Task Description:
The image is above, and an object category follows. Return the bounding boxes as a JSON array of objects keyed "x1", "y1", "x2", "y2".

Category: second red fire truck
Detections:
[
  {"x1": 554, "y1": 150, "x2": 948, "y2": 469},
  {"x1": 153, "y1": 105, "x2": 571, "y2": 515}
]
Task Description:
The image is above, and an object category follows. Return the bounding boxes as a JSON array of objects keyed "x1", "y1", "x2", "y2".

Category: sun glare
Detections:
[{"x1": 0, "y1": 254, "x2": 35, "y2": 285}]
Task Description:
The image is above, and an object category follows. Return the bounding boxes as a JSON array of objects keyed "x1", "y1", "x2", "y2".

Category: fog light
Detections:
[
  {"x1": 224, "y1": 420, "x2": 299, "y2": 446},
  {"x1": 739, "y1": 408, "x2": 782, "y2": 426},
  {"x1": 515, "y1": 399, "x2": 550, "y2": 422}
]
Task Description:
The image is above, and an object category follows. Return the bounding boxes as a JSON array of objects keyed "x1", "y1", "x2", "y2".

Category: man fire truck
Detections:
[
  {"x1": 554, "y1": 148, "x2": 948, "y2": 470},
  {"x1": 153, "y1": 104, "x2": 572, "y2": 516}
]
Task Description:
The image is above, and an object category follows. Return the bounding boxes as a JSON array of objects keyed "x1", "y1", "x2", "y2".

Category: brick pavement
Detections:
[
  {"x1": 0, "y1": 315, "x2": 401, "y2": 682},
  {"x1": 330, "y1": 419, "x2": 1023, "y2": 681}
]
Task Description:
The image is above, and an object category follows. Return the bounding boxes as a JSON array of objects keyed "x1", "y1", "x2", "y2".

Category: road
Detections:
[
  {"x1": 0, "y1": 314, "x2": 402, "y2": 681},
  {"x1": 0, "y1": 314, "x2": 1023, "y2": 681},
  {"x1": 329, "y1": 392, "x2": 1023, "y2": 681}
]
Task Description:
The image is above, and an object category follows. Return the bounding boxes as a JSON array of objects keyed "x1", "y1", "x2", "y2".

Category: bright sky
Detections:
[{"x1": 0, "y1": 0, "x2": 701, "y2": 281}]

---+---

— Your instructions —
How many lines of the material above contain the string "truck"? Reply with the number alone.

— Response below —
2